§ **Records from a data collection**

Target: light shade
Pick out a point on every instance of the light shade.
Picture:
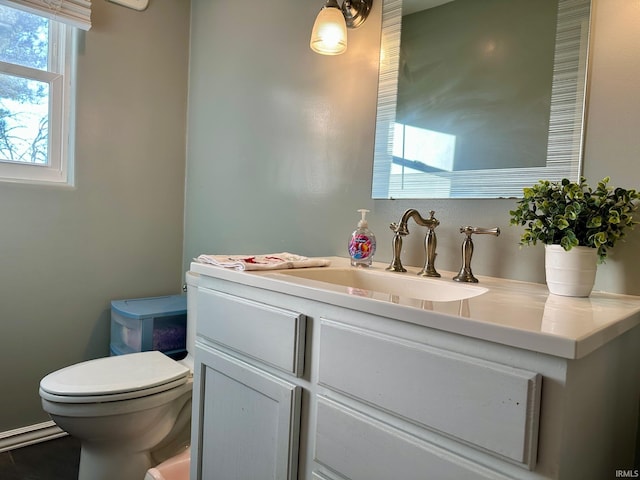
(329, 34)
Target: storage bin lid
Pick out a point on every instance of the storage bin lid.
(151, 306)
(116, 375)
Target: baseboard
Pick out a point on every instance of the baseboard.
(21, 437)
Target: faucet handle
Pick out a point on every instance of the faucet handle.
(465, 274)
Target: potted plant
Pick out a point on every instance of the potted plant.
(572, 217)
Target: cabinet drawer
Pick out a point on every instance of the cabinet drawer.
(273, 335)
(359, 447)
(482, 403)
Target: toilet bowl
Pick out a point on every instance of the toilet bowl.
(176, 468)
(129, 412)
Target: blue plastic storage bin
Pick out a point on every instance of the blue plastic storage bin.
(155, 323)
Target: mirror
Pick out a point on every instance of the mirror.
(479, 98)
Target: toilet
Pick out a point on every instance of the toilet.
(130, 412)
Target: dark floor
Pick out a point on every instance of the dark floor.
(52, 460)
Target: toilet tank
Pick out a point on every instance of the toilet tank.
(153, 323)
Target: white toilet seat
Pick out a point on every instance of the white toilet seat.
(111, 379)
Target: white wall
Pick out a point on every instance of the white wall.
(280, 143)
(66, 253)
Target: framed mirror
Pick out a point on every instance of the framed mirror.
(479, 98)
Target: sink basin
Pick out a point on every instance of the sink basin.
(380, 284)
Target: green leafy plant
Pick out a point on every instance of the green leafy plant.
(573, 214)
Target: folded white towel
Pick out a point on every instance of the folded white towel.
(272, 261)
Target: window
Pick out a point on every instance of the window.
(36, 89)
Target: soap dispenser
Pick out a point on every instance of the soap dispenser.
(362, 244)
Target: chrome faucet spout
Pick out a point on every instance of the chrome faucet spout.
(401, 229)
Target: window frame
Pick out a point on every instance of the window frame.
(60, 75)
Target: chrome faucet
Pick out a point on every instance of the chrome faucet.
(430, 242)
(465, 274)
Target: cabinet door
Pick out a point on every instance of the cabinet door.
(246, 421)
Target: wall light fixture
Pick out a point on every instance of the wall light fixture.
(329, 34)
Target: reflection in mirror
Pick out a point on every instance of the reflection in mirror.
(479, 98)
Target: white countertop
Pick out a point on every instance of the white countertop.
(519, 314)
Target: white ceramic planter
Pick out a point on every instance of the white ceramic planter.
(572, 273)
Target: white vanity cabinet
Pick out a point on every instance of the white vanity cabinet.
(294, 383)
(246, 419)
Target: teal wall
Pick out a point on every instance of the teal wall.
(280, 143)
(65, 253)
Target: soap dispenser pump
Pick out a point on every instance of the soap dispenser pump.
(362, 244)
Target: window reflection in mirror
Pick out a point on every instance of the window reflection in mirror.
(479, 98)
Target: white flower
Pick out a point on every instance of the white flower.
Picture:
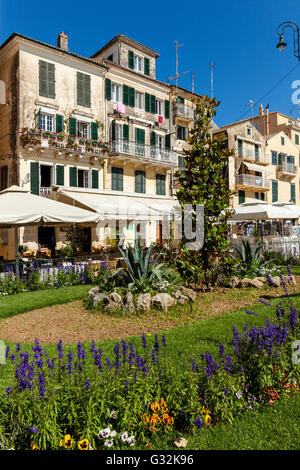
(109, 443)
(124, 436)
(104, 433)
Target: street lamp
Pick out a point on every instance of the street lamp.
(281, 44)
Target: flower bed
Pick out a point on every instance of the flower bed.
(81, 399)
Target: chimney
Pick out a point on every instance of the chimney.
(62, 42)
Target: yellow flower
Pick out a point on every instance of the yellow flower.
(207, 420)
(83, 445)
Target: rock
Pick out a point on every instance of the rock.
(98, 298)
(128, 303)
(163, 301)
(180, 442)
(190, 293)
(181, 299)
(144, 302)
(94, 291)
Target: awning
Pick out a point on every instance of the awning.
(113, 206)
(253, 167)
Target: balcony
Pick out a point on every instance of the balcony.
(252, 156)
(31, 138)
(251, 181)
(143, 152)
(184, 111)
(287, 170)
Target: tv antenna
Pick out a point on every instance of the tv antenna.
(177, 74)
(212, 67)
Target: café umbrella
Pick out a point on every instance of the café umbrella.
(19, 208)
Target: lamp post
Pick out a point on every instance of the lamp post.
(281, 44)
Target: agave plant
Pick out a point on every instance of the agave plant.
(140, 272)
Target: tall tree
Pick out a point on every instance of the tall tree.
(204, 181)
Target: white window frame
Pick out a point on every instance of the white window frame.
(138, 59)
(141, 99)
(115, 98)
(45, 127)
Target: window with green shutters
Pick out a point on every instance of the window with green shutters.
(274, 191)
(274, 158)
(167, 109)
(161, 185)
(131, 60)
(46, 79)
(140, 181)
(94, 131)
(72, 126)
(73, 176)
(60, 175)
(241, 196)
(147, 102)
(59, 123)
(293, 192)
(117, 179)
(146, 66)
(95, 179)
(35, 178)
(108, 89)
(83, 90)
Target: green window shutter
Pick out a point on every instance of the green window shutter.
(153, 138)
(241, 196)
(160, 185)
(274, 191)
(35, 178)
(72, 126)
(130, 60)
(293, 192)
(117, 179)
(140, 181)
(274, 158)
(108, 89)
(147, 103)
(168, 142)
(167, 109)
(59, 123)
(131, 100)
(60, 175)
(125, 131)
(83, 90)
(95, 179)
(125, 95)
(94, 131)
(146, 66)
(73, 176)
(153, 104)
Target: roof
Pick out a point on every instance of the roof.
(132, 42)
(72, 54)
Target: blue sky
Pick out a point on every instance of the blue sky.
(238, 36)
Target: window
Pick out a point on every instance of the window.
(138, 63)
(274, 158)
(159, 107)
(138, 100)
(46, 79)
(117, 179)
(116, 92)
(181, 133)
(83, 178)
(161, 185)
(241, 196)
(83, 90)
(46, 122)
(83, 130)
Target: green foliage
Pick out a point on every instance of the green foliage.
(204, 181)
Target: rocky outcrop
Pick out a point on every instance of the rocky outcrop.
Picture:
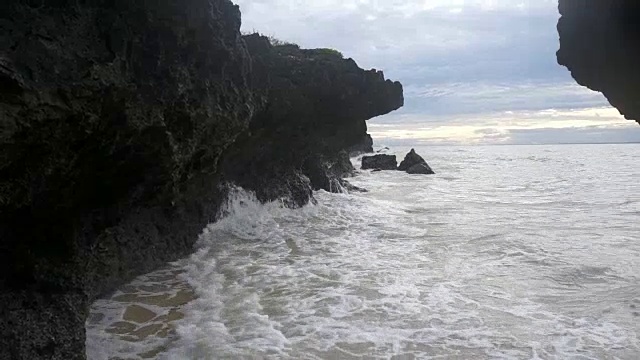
(118, 122)
(600, 45)
(379, 162)
(415, 164)
(421, 168)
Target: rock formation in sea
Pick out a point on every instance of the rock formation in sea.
(600, 45)
(379, 162)
(415, 164)
(119, 121)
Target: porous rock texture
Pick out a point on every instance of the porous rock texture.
(600, 45)
(379, 162)
(118, 122)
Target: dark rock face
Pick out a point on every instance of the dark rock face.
(118, 122)
(600, 45)
(113, 116)
(379, 162)
(414, 164)
(421, 168)
(364, 146)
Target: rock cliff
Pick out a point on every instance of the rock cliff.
(119, 121)
(599, 44)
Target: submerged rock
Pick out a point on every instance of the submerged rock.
(119, 123)
(421, 168)
(415, 164)
(379, 162)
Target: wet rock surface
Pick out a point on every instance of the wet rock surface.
(415, 164)
(119, 123)
(379, 162)
(600, 45)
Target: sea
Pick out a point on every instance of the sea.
(508, 252)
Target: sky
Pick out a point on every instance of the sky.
(473, 71)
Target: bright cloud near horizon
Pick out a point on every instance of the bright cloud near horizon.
(473, 71)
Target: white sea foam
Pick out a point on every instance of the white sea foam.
(506, 253)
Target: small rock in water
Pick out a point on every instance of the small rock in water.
(420, 169)
(382, 162)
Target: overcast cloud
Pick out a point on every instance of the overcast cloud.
(471, 67)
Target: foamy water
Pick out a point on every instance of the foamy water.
(514, 252)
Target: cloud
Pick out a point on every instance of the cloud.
(461, 61)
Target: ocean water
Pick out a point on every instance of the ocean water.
(508, 252)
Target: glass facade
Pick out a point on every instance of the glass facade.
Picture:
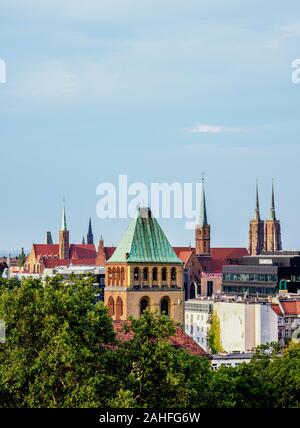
(248, 277)
(249, 289)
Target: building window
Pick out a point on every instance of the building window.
(111, 306)
(119, 308)
(164, 306)
(144, 304)
(210, 287)
(145, 274)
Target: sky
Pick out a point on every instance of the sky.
(159, 90)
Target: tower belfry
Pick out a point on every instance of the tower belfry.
(64, 238)
(256, 230)
(90, 236)
(272, 229)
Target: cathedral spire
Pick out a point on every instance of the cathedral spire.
(273, 214)
(202, 231)
(257, 211)
(90, 236)
(203, 212)
(63, 219)
(64, 238)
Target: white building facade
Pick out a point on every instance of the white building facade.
(243, 325)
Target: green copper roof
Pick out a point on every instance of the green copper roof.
(144, 242)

§ **The task**
All of the data is to be reproduced exactly, with the pictures left out.

§ **Answer for the task**
Target: light shade
Pick out a point on every instance of the light shade.
Picture:
(329, 34)
Target: storage bin lid
Pick out a point on every instance of the storage bin lid.
(151, 306)
(116, 375)
Target: baseboard
Pick out a point on every instance of the baseboard.
(21, 437)
Target: faucet handle
Pick out a point on every instance of the faucet handle.
(465, 274)
Target: potted plant
Pick out a point on every instance of the potted plant.
(572, 217)
Target: cabinet drawer
Pick out a point on every instance of the cabinet drawer.
(273, 335)
(359, 447)
(482, 403)
Target: toilet bowl
Pick out a point on every instance of the toilet bowl.
(176, 468)
(129, 412)
Target: blue plastic storage bin
Pick out a point on every instance of the blue plastic storage bin.
(155, 323)
Target: mirror
Pick out a point on every instance of the mirror.
(479, 98)
Target: toilet
Pick out a point on every instance of the toilet.
(130, 412)
Target: dark floor
Pick out a point on every instance of the dark floor.
(52, 460)
Target: toilet tank
Pick out a point on every instance of the toilet tank.
(153, 323)
Target: white toilet seat
Pick out a point on every instance of the white toilet seat.
(111, 379)
Target: white wall
Pick out a point on every instance of the white wall.
(280, 143)
(66, 253)
Target: framed mirror
Pick out a point on every instance of the framed mirror.
(479, 98)
Target: sink basin
Pick out a point on every instance of the sink basin.
(380, 284)
Target: green leafy plant
Pick out a point on every instance of the green leafy plant.
(573, 214)
Target: folded white towel
Pick out a point on every instance of the folded white towel.
(272, 261)
Target: window
Pick out a point on every instance of the window.
(36, 89)
Target: soap dispenser
Pick out a point on every instance of the soap dispenser.
(362, 244)
Target: chrome faucet spout
Pick out a point on every instance of the chrome faucet spout.
(401, 229)
Target: window frame
Pick out a point on every instance of the window frame.
(60, 75)
Target: chrome faucet
Pick out a point on every instance of the chrome faucet.
(430, 242)
(465, 274)
Target: cabinet door
Pick out a point on every instance of the cabinet door.
(246, 421)
Target: wall light fixture
Pick out a point on every instance of the wall light fixture.
(329, 34)
Target: reflection in mirror
Pick out a point on every instance of the reflection in mirror.
(479, 98)
Target: white countertop
Pick out a point on every instance of the white countertop.
(519, 314)
Target: white ceramic planter
Pick out a point on every instance of the white ceramic planter.
(572, 273)
Target: white vanity cabinet
Pick out a point on every instance of the white vanity cabinet.
(294, 383)
(246, 419)
Target: teal wall
Pick out a point on every instance of the teal wall.
(280, 143)
(65, 253)
Target: soap dispenser pump
Pick out a point on every instance of the soap dispenser pump.
(362, 244)
Target: window reflection in mirror
Pick out a point on every instance of the window reflection in mirror.
(479, 98)
Target: white flower
Pick out a point on every instance of the white flower.
Picture:
(109, 443)
(124, 436)
(104, 433)
Target: street lamp
Pick out a point on every instance of the street lamp.
(281, 44)
Target: flower bed
Pick out a point on every instance of the flower bed.
(81, 399)
Target: chimney
Pick out a point on every instance of the chimney.
(62, 42)
Target: yellow flower
Pick out a point on every instance of the yellow flower.
(207, 420)
(83, 445)
Target: rock
Pick out a point on every instance of the rock.
(98, 298)
(128, 303)
(163, 301)
(180, 442)
(190, 293)
(181, 299)
(144, 302)
(94, 291)
Target: awning
Pick out a point on every instance of the awning.
(113, 206)
(253, 167)
Target: balcony
Pick out a point on every instance of the balcony.
(252, 156)
(31, 138)
(251, 181)
(143, 152)
(184, 111)
(287, 170)
Target: tv antenna
Pick out a point on every instance of the tv antenna.
(177, 74)
(212, 67)
Target: café umbrella
Pick out a point on every instance of the café umbrella.
(19, 208)
Target: lamp post
Pick out a point on every instance of the lamp post.
(281, 44)
Target: agave plant
Pick out a point on every instance of the agave plant.
(140, 272)
Target: tall tree
Pick out a point on every instance of the tall tree.
(204, 181)
Target: white window frame
Pick out a point on every instance of the white window frame.
(138, 59)
(141, 99)
(115, 98)
(45, 127)
Target: window with green shutters
Pick out a point on every instance of the window with green shutters.
(274, 191)
(274, 158)
(167, 109)
(161, 185)
(131, 60)
(46, 79)
(140, 181)
(94, 131)
(72, 126)
(73, 176)
(60, 175)
(241, 196)
(147, 102)
(59, 123)
(293, 192)
(117, 179)
(146, 66)
(95, 179)
(35, 178)
(108, 89)
(83, 90)
Target: green window shutter
Pick out a point on every instance of the green window shutter.
(153, 138)
(241, 196)
(160, 185)
(274, 191)
(35, 178)
(72, 126)
(130, 60)
(293, 192)
(117, 179)
(140, 181)
(274, 158)
(108, 89)
(147, 103)
(168, 142)
(167, 109)
(59, 123)
(131, 100)
(60, 175)
(125, 131)
(83, 90)
(95, 179)
(125, 95)
(94, 131)
(146, 66)
(73, 176)
(153, 104)
Target: roof
Pick out a point on every instance of the roof.
(132, 42)
(72, 54)
Target: blue sky
Pick out a point on every instance of the blue sky.
(238, 36)
Target: window
Pick out a point on every instance of the window.
(138, 63)
(274, 158)
(159, 107)
(138, 100)
(46, 79)
(117, 179)
(116, 92)
(181, 133)
(83, 178)
(161, 185)
(241, 196)
(83, 90)
(46, 122)
(83, 130)
Target: green foliage
Pick out a point on every instance of the green foliage.
(204, 181)
Target: rocky outcrop
Pick out a point on every instance of the rocky outcrop.
Picture:
(118, 122)
(600, 45)
(379, 162)
(415, 164)
(421, 168)
Target: rock formation in sea
Pick out a point on every instance of the rock formation in sea.
(600, 45)
(379, 162)
(415, 164)
(119, 121)
Target: porous rock texture
Pick out a point on every instance of the porous rock texture.
(600, 45)
(379, 162)
(118, 122)
Target: dark rock face
Pick out a point on every instance of the dark rock face.
(118, 122)
(600, 45)
(113, 116)
(379, 162)
(414, 164)
(421, 168)
(364, 146)
Target: rock cliff
Pick out a point on every instance of the rock cliff.
(119, 121)
(599, 44)
Target: submerged rock
Pick out a point on every instance of the submerged rock.
(119, 123)
(421, 168)
(415, 164)
(379, 162)
Target: wet rock surface
Pick out a point on every instance of the wet rock surface.
(415, 164)
(119, 123)
(379, 162)
(600, 45)
Target: sea
Pick out a point on every instance of the sea.
(508, 252)
Target: sky
Pick out a point on every instance of the sky.
(473, 71)
Target: bright cloud near horizon
Pick out a point on every instance of the bright cloud near horizon.
(473, 71)
Target: white sea foam
Pick out a point on every instance of the white sea foam.
(506, 253)
Target: small rock in water
Pick out a point on every instance of the small rock in water.
(420, 169)
(382, 162)
Target: overcast cloud
Pick out a point on every instance of the overcast cloud.
(471, 67)
Target: foamy water
Pick out a point on every instance of the foamy water.
(514, 252)
Target: cloud
Pick out a point on every instance of the cloud.
(461, 61)
Target: ocean water
Pick out a point on every instance of the ocean water.
(508, 252)
Target: glass facade
Pick out a point on every instance of the glass facade.
Picture:
(248, 277)
(249, 289)
Target: building window
Pick out a point on every instance of the building window.
(111, 306)
(119, 308)
(164, 306)
(144, 304)
(210, 287)
(145, 274)
Target: sky
Pick out a point on every instance of the sky.
(159, 90)
Target: tower belfry
Pick out a point on every instance of the tower belfry.
(64, 238)
(256, 230)
(90, 236)
(272, 229)
Target: cathedral spire
Pick out a point on every instance of the cathedral spire.
(273, 214)
(202, 231)
(257, 211)
(90, 236)
(203, 212)
(63, 219)
(64, 238)
Target: white building facade
Pick out a point on every instance of the white building facade.
(243, 325)
Target: green copper roof
Pick out a point on every instance of the green copper roof.
(144, 242)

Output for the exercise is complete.